Exercise task
From the line that includes "Where in the photo above can the ferris" to the last line of the records, inclusive, repeat each line exactly.

*****

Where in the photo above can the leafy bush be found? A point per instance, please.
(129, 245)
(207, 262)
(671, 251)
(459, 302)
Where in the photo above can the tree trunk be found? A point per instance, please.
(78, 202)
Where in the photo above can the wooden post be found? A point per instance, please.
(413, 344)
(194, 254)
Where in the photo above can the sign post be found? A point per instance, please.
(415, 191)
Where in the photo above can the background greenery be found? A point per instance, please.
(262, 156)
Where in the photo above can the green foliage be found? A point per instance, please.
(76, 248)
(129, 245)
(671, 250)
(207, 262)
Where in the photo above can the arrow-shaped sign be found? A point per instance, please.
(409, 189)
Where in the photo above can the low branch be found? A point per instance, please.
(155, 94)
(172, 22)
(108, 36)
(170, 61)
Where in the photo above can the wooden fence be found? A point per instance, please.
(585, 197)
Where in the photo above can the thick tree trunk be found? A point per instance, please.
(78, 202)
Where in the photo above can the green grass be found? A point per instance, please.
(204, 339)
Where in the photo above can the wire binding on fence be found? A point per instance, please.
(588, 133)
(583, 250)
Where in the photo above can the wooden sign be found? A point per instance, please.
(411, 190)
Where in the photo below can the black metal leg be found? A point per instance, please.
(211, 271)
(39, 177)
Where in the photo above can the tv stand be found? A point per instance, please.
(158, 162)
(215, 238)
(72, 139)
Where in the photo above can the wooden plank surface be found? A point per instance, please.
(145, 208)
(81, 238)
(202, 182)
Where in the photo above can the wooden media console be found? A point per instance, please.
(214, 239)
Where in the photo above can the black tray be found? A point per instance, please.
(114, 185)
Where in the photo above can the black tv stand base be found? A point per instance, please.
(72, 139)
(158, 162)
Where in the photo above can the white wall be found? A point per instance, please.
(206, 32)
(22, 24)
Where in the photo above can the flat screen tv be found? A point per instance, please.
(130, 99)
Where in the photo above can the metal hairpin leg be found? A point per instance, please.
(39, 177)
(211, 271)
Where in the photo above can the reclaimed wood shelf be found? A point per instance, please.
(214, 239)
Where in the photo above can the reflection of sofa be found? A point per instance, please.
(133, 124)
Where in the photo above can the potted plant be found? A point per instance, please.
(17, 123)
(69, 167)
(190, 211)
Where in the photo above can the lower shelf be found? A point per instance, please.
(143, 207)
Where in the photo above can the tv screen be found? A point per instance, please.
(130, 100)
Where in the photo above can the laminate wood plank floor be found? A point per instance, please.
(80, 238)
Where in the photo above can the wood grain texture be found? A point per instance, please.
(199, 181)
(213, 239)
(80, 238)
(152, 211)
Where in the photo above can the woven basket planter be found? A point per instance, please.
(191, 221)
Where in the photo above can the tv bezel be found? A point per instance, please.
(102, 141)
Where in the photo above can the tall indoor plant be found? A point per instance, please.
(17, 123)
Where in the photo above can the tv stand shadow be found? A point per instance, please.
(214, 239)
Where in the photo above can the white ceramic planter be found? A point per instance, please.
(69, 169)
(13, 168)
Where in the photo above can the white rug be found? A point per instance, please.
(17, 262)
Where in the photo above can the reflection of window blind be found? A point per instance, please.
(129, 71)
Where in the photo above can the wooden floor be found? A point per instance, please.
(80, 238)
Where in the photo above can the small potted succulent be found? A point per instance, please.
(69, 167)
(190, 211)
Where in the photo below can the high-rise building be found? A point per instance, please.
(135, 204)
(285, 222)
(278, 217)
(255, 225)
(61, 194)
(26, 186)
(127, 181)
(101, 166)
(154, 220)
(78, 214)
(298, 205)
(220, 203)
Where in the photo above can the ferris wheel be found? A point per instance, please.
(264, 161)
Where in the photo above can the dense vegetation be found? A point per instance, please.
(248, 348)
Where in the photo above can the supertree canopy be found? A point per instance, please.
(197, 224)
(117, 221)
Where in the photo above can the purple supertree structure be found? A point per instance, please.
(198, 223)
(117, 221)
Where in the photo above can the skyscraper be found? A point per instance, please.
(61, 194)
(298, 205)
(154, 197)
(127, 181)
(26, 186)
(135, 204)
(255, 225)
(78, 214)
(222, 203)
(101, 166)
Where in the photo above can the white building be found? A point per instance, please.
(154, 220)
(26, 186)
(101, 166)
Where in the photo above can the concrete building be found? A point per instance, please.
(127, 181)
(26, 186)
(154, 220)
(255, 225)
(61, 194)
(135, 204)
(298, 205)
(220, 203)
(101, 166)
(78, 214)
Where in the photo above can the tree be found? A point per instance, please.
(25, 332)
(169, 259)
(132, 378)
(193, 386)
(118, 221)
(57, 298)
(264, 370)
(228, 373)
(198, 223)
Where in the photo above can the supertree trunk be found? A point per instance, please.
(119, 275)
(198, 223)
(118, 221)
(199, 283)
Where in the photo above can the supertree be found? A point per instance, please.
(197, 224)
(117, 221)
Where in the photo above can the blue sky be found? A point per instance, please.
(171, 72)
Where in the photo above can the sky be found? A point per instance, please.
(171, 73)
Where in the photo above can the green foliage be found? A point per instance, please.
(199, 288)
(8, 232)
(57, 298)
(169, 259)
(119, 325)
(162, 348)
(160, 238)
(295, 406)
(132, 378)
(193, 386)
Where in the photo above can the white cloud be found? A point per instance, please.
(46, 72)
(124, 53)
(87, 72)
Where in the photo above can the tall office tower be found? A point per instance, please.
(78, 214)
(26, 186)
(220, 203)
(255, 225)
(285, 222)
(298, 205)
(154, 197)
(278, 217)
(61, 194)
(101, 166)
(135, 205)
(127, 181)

*****

Answer to the exercise
Where in the photo above can the ferris wheel be found? A point per instance, please.
(264, 161)
Where in the photo above can the dense vegetation be found? A point per instance, please.
(248, 348)
Where in the photo above can the supertree canopy be found? A point per instance, please.
(197, 224)
(117, 221)
Where in the photo above can the purple supertree structure be found? A point per instance, please.
(198, 223)
(117, 221)
Where in the photo above can the skyscraper be found? A point per instance, please.
(61, 194)
(298, 205)
(154, 197)
(127, 181)
(26, 186)
(135, 204)
(255, 225)
(78, 214)
(222, 203)
(101, 166)
Where in the photo above can the white building be found? A point per instance, please.
(154, 220)
(26, 186)
(101, 166)
Where in the photo above can the concrete building be found? A point per instance, please.
(127, 181)
(26, 186)
(154, 220)
(255, 225)
(61, 194)
(135, 204)
(298, 205)
(220, 203)
(101, 166)
(78, 214)
Where in the photo above can the tree be found? A point per instance, please.
(25, 332)
(169, 259)
(132, 378)
(193, 386)
(118, 221)
(57, 298)
(264, 370)
(228, 373)
(198, 223)
Where in the photo above can the supertree trunk be found? A point per instance, please.
(119, 275)
(198, 223)
(118, 221)
(199, 283)
Where in the photo above can the supertree be found? A point per instance, please.
(197, 224)
(117, 221)
Where in the photo above can the blue sky be found? A point per instance, please.
(171, 72)
Where in the photo above can the sky be found? A point per instance, please.
(171, 73)
Where in the photo above can the green foliage be found? A point per instance, please.
(199, 288)
(8, 232)
(57, 298)
(169, 259)
(119, 325)
(162, 348)
(160, 238)
(295, 406)
(132, 378)
(193, 386)
Where in the photo above can the white cloud be found? A point per instance, please.
(46, 72)
(124, 53)
(87, 72)
Where in the photo above can the tall office tower be found? A point per instance, please.
(78, 214)
(26, 186)
(220, 203)
(255, 225)
(285, 222)
(298, 205)
(154, 197)
(278, 217)
(61, 194)
(101, 166)
(135, 205)
(127, 181)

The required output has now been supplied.